Task inputs |

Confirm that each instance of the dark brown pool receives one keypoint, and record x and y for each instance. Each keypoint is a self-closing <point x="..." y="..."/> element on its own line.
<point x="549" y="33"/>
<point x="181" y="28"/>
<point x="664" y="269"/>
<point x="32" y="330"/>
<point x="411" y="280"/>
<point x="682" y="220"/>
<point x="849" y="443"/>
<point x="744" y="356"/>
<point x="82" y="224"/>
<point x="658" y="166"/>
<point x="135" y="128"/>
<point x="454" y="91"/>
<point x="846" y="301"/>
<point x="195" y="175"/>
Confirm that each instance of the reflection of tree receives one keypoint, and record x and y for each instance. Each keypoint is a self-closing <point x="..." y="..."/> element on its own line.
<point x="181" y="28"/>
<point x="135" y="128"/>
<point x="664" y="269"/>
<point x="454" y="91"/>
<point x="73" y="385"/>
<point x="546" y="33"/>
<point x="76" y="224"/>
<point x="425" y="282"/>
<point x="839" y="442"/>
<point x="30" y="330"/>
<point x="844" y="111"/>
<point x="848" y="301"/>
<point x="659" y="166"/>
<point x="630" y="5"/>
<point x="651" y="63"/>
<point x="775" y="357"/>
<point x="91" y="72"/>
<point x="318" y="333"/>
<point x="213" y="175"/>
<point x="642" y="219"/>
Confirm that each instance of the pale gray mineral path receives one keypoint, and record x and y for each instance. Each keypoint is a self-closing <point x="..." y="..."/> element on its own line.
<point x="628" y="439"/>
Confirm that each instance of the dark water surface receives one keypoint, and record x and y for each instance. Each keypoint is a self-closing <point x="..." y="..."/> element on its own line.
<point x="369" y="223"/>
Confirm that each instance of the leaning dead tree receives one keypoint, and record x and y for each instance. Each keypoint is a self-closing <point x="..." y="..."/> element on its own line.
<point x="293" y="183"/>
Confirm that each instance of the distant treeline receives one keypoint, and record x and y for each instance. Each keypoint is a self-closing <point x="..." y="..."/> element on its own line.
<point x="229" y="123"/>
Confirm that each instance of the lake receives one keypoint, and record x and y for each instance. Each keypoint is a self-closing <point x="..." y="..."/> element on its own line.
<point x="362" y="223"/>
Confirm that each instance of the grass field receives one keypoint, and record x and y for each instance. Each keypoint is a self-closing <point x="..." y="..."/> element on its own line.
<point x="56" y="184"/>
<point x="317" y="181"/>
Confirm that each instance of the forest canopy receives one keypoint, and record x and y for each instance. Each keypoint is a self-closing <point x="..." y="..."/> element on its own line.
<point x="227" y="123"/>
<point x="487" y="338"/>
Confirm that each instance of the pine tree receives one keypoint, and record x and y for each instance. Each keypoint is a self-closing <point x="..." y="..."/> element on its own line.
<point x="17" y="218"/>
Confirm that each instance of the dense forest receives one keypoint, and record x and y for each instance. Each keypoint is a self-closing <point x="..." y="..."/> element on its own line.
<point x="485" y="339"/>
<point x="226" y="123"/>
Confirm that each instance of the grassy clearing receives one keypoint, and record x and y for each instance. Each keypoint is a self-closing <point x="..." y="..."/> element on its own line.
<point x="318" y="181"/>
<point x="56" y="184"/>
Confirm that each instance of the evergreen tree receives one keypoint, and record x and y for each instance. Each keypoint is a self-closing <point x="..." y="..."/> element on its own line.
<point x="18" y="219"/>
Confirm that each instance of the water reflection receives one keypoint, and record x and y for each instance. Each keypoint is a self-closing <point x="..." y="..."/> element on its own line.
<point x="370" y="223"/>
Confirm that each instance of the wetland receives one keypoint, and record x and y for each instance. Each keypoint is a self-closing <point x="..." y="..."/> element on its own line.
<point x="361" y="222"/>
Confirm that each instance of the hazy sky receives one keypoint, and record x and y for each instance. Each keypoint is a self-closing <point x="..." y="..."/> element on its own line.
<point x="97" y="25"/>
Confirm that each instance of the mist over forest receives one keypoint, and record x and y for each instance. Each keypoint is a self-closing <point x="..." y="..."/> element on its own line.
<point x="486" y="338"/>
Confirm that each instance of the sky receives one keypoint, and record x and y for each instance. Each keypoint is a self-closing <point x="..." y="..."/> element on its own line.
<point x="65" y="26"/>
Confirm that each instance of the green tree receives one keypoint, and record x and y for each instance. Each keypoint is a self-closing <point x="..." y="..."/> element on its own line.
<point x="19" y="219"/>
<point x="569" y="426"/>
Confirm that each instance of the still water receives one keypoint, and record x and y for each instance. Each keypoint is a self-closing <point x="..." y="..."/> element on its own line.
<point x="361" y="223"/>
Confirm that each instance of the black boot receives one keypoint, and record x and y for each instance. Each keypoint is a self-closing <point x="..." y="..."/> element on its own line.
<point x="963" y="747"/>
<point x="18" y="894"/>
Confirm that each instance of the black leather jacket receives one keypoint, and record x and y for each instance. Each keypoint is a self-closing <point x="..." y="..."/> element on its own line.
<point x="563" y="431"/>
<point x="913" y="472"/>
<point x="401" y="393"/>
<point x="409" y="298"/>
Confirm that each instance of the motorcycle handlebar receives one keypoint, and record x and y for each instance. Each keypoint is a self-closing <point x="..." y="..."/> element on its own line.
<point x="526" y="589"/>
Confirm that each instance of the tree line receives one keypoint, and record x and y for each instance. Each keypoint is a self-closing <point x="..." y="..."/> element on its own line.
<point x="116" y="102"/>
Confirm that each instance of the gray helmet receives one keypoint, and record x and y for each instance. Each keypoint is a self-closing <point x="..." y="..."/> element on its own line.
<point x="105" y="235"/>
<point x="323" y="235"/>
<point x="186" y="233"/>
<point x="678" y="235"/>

Exercise prompt |
Nothing but the lines from the one with "Confirm that each instance of the motorcycle" through the end of the data above should be repeated, each exactly as it stands.

Task output |
Confirm that each instance of the motorcycle handlebar receives one keypoint, and record x and y for each instance. Each keypoint is a self-closing <point x="..." y="..."/> element on its own line.
<point x="526" y="589"/>
Confirm that each instance of the tree line receives one keypoint, and record x and y for each instance. Each keypoint is a self-closing <point x="..." y="..."/> element on its own line.
<point x="116" y="102"/>
Confirm that each instance of the gray helmet receives one keypoint, and record x and y for each instance. Each keypoint is a self-closing <point x="..." y="..."/> element on its own line.
<point x="105" y="235"/>
<point x="323" y="235"/>
<point x="186" y="233"/>
<point x="678" y="235"/>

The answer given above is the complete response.